Directive — Number each non-blank line of the material below as a list, from the first line through the line that contains "left=127, top=81, right=157, bottom=93".

Input records —
* * * * * * * * *

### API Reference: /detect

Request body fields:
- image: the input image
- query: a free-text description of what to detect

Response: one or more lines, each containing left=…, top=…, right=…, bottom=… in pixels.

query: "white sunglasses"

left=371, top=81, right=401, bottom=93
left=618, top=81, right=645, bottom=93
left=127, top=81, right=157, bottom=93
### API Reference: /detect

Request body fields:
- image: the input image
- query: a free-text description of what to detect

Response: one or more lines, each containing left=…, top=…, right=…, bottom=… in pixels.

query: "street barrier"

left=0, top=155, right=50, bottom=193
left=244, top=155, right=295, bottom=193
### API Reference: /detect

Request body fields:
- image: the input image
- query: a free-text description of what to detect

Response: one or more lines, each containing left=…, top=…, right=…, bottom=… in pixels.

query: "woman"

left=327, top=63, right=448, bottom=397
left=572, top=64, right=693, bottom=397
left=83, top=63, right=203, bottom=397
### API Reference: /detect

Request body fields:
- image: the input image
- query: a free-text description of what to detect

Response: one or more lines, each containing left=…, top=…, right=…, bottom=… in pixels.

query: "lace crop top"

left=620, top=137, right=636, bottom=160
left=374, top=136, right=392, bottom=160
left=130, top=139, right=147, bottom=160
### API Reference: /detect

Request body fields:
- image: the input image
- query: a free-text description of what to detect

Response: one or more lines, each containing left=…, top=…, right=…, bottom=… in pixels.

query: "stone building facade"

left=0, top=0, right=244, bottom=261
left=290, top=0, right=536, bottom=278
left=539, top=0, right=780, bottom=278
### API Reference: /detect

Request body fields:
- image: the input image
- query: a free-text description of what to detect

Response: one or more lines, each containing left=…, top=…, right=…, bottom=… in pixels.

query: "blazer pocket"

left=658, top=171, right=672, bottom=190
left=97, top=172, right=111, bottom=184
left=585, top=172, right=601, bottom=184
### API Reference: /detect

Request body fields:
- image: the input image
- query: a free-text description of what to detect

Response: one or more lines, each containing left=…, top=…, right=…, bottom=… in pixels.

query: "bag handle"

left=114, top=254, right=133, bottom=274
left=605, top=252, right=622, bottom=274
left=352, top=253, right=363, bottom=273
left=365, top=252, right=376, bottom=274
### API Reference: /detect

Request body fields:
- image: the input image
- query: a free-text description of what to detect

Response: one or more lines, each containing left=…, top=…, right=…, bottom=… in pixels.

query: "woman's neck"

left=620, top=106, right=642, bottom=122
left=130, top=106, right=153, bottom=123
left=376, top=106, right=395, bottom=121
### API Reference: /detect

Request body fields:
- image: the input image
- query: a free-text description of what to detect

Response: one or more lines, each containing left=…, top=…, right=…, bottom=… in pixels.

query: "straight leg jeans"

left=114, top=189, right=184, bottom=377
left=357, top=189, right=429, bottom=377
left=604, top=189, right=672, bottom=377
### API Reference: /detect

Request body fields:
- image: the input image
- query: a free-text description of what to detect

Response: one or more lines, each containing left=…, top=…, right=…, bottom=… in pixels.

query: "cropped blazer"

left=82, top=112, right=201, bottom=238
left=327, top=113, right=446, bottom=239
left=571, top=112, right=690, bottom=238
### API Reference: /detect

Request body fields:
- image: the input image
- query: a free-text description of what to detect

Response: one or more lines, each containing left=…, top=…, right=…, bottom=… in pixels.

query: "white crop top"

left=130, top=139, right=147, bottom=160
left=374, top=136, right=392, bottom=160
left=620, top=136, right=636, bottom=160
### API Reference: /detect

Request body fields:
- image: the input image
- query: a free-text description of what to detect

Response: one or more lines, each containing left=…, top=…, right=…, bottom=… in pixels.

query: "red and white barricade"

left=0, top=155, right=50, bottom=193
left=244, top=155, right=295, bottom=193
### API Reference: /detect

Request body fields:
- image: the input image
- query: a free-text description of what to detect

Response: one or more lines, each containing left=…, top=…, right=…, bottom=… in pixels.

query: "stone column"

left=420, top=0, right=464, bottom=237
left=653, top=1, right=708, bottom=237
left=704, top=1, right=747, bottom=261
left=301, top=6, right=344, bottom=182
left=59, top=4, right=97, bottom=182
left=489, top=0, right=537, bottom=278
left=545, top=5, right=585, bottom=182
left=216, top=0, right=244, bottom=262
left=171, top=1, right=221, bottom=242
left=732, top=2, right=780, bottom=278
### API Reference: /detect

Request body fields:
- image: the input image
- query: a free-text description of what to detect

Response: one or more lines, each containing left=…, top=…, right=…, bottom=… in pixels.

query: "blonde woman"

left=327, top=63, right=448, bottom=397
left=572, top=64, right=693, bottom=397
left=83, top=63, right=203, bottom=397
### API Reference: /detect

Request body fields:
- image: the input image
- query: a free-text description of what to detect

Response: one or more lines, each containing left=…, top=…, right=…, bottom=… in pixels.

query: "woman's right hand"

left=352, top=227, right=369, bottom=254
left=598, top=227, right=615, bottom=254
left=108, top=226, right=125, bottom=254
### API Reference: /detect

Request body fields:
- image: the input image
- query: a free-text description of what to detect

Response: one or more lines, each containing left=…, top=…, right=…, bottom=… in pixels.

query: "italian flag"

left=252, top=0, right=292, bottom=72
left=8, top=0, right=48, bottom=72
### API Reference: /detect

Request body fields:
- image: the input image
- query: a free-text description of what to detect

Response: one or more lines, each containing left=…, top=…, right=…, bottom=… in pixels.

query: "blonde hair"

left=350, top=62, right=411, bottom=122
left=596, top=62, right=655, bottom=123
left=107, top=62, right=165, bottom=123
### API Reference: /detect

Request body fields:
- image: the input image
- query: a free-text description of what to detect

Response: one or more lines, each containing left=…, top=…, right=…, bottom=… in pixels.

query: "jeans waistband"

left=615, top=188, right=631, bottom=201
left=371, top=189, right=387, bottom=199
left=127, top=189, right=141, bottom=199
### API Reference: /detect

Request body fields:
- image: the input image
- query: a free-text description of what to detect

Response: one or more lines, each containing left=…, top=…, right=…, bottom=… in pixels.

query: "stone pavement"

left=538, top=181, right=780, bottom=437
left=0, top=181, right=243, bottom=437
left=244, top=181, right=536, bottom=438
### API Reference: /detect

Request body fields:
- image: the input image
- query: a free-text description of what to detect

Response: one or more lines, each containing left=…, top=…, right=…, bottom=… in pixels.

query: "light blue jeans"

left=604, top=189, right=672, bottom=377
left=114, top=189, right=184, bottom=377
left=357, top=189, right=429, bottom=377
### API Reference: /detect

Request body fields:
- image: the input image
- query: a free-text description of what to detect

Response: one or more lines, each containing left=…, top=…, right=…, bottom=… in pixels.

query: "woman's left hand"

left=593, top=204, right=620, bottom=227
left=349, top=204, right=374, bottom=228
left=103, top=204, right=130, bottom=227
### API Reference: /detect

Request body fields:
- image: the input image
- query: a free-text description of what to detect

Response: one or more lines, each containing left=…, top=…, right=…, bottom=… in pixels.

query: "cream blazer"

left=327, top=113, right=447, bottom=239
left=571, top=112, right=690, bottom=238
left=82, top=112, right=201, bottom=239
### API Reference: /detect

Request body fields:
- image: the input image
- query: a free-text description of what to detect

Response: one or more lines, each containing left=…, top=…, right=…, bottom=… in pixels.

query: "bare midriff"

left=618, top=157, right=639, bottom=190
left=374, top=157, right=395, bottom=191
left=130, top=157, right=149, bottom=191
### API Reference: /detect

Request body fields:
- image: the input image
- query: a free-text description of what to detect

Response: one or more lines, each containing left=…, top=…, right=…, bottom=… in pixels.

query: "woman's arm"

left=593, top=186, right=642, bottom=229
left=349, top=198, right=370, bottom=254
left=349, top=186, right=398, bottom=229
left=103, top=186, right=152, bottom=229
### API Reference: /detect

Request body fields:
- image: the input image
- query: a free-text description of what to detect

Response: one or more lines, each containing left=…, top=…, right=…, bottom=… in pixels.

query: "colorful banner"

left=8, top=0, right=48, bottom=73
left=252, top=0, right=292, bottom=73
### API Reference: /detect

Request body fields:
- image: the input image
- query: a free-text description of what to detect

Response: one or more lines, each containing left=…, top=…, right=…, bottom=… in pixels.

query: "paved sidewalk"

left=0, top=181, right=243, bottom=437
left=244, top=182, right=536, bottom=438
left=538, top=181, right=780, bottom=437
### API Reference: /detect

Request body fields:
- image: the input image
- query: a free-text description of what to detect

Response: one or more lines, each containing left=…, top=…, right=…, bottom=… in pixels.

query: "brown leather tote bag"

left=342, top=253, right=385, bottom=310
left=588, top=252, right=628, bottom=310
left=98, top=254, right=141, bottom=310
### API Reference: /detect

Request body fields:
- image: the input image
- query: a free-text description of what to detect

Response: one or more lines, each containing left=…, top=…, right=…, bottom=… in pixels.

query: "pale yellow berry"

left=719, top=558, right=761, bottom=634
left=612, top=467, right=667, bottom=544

* * * * * * * * *

Solution to this problem —
1. ### API Reference: /detect
2. Request body fields:
3. - image: the input image
4. - query: a free-text description of what to detect
5. Response: one or more lines, each containing left=…, top=…, right=…, bottom=… in pixels.
6. query: "white sunglasses"
7. left=371, top=81, right=401, bottom=93
8. left=618, top=81, right=645, bottom=93
9. left=127, top=81, right=157, bottom=93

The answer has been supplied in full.